Novo Nordisk is coming for Roche’s Hemlibra. A phase 3 trial of the Danish drugmaker’s challenger to the blockbuster hemophilia drug hit its primary endpoint, clearing the path for a filing for approval around the end of the year.
Roche’s hemophilia A treatment Hemlibra brought in (PDF) 4.1 billion Swiss francs ($4.5 billion) last year. Novo Nordisk is taking the same approach to preventing bleeds with Mim8, a bispecific antibody designed to bridge Factor IXa and X to replace missing Factor VIII. Roche’s Hemlibra showed (PDF) the approach can enable most people to be free from treated bleeds on its path to market.
Now, Novo Nordisk has shared phase 3 data on Mim8. The trial met its co-primary endpoints by linking once-weekly and once-monthly Mim8 to statistically significant reductions in treated bleeding episodes.
Novo Nordisk found the treatment safe and well tolerated, with no deaths or thromboembolic events reported in the trial. The combination of a primary endpoint hit and clean safety profile could be enough for Mim8 to get a favorable response when Novo Nordisk submits it to regulators late this year. The pharma will face a well-entrenched rival in Roche if it brings Mim8 to market, but analysts are upbeat.

Dataset entries:
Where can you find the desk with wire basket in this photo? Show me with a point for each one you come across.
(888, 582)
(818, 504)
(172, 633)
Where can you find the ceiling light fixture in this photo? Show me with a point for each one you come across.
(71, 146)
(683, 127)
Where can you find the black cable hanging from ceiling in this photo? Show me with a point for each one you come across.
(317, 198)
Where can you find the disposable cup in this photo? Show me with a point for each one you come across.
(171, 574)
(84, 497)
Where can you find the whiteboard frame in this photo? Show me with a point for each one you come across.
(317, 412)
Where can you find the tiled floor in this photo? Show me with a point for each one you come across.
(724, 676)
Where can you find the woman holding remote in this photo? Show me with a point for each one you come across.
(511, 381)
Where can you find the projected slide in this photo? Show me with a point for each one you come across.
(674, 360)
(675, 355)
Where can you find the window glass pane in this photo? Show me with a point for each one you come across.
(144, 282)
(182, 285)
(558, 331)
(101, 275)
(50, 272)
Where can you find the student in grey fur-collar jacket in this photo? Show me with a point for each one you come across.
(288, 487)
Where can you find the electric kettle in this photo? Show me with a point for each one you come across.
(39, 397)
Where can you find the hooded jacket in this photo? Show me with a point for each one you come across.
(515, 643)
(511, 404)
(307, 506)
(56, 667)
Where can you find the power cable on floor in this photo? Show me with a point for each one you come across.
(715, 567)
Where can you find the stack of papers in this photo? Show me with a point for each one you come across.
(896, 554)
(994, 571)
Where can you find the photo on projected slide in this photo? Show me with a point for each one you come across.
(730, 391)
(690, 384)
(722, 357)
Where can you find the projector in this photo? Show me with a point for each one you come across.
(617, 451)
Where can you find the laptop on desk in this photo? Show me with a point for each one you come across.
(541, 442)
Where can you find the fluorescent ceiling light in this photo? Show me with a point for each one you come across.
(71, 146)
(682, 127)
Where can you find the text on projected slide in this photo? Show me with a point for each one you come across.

• [Task item A] Rewrite the paragraph of the Mim8 article above that begins "Novo Nordisk found the treatment safe" as a short bulleted list that keeps its main facts.
• [Task item B]
Does each statement agree with the Mim8 article above? Answer yes or no for each, quoting the deciding words.
(i) Hemlibra brought in 4.1 billion Swiss francs last year.
(ii) The phase 3 trial tested Mim8 only as a once-monthly dose.
(iii) Thromboembolic events were reported in the trial.
• [Task item C] According to the Mim8 article above, which factors is Mim8 designed to bridge?

• [Your solution A]
- Novo Nordisk found Mim8 safe and well tolerated, with no deaths or thromboembolic events in the trial.
- The primary endpoint hit and clean safety profile could earn Mim8 a favorable response when it is submitted to regulators late this year.
- If Mim8 reaches the market, it will face the well-entrenched Roche, but analysts are upbeat.

• [Your solution B]
(i) Yes: "Roche’s hemophilia A treatment Hemlibra brought in (PDF) 4.1 billion Swiss francs ($4.5 billion) last year."
(ii) No: "linking once-weekly and once-monthly Mim8 to statistically significant reductions in treated bleeding episodes."
(iii) No: "with no deaths or thromboembolic events reported in the trial."

• [Your solution C] Mim8 is designed to bridge Factor IXa and X, replacing missing Factor VIII.